• [Data rows]:
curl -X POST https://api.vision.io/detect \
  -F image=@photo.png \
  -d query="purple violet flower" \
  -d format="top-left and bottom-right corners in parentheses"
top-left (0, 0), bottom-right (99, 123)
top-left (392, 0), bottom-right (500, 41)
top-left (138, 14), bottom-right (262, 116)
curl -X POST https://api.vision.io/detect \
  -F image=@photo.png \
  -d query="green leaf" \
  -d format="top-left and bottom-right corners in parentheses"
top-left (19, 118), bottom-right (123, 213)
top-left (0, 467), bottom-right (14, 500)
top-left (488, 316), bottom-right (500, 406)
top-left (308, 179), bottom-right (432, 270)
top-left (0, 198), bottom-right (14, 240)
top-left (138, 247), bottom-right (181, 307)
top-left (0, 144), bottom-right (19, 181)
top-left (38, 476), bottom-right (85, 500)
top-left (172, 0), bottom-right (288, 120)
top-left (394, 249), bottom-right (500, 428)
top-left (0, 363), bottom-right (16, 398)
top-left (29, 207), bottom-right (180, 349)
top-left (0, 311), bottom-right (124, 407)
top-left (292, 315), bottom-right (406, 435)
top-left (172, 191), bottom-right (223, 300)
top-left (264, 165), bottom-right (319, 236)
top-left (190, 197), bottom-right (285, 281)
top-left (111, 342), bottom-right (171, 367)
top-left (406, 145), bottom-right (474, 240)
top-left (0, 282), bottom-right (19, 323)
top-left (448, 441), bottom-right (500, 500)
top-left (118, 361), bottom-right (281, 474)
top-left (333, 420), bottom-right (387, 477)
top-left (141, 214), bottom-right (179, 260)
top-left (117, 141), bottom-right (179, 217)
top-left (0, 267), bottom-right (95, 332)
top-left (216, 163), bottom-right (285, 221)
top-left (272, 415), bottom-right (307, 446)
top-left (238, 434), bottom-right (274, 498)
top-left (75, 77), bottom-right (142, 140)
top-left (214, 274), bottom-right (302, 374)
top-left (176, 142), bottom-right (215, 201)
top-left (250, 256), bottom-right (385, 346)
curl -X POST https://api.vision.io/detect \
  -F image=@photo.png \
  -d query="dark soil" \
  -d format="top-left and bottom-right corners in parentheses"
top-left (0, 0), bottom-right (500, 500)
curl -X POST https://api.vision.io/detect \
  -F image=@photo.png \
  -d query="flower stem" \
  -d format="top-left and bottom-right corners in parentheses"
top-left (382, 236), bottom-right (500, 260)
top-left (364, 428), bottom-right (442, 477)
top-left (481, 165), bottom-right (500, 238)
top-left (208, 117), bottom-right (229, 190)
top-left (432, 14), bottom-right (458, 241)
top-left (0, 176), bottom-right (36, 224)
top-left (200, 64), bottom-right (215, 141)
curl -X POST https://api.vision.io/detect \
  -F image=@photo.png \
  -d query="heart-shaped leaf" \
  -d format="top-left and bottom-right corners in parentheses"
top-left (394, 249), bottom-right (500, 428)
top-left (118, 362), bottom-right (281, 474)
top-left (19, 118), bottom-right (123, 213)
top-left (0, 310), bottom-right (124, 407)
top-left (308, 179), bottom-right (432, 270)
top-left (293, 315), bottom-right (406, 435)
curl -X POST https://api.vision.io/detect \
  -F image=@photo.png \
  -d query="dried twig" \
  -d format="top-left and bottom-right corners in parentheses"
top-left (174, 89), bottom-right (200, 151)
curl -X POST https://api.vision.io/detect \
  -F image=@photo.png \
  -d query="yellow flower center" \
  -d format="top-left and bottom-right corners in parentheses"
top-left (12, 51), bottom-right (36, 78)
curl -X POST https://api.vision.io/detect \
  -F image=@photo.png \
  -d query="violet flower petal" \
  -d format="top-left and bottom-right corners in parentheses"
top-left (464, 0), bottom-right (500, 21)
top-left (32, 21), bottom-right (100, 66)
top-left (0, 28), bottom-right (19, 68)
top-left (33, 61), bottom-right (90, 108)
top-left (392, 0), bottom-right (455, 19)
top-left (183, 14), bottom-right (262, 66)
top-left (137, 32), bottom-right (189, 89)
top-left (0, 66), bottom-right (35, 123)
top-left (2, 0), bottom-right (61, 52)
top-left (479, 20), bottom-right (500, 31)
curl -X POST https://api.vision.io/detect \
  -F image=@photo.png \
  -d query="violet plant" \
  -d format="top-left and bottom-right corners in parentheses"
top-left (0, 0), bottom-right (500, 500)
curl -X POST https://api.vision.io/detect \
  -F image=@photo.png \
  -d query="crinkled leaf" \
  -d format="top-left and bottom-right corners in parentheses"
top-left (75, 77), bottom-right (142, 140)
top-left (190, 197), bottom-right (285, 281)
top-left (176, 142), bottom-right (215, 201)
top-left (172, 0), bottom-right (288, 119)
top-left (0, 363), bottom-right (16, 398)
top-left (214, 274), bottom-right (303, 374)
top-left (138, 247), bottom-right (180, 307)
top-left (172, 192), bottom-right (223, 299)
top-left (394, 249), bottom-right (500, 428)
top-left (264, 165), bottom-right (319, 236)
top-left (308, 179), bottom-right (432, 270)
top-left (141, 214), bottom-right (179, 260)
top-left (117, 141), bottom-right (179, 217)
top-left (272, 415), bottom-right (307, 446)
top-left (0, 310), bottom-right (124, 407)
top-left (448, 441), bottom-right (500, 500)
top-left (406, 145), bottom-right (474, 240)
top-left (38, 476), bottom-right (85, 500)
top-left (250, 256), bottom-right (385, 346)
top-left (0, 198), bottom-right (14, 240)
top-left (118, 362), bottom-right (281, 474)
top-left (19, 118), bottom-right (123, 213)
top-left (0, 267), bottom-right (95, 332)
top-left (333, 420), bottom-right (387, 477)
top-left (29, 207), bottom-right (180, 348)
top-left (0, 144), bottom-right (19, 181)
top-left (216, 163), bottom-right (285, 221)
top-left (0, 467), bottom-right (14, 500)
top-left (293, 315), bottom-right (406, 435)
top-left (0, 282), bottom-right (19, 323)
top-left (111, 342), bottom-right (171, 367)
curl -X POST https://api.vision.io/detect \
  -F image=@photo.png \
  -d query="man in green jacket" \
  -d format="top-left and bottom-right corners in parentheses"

• [Requirement]: Can you reproduce the entries word for word, starting at their first line and stopping after the line that contains "top-left (138, 14), bottom-right (262, 116)", with both ends included and nothing else added?

• [Output of the exercise]:
curl -X POST https://api.vision.io/detect \
  -F image=@photo.png \
  -d query="purple violet flower" \
  -d format="top-left and bottom-right corners in parentheses"
top-left (0, 0), bottom-right (99, 123)
top-left (392, 0), bottom-right (500, 41)
top-left (138, 14), bottom-right (262, 116)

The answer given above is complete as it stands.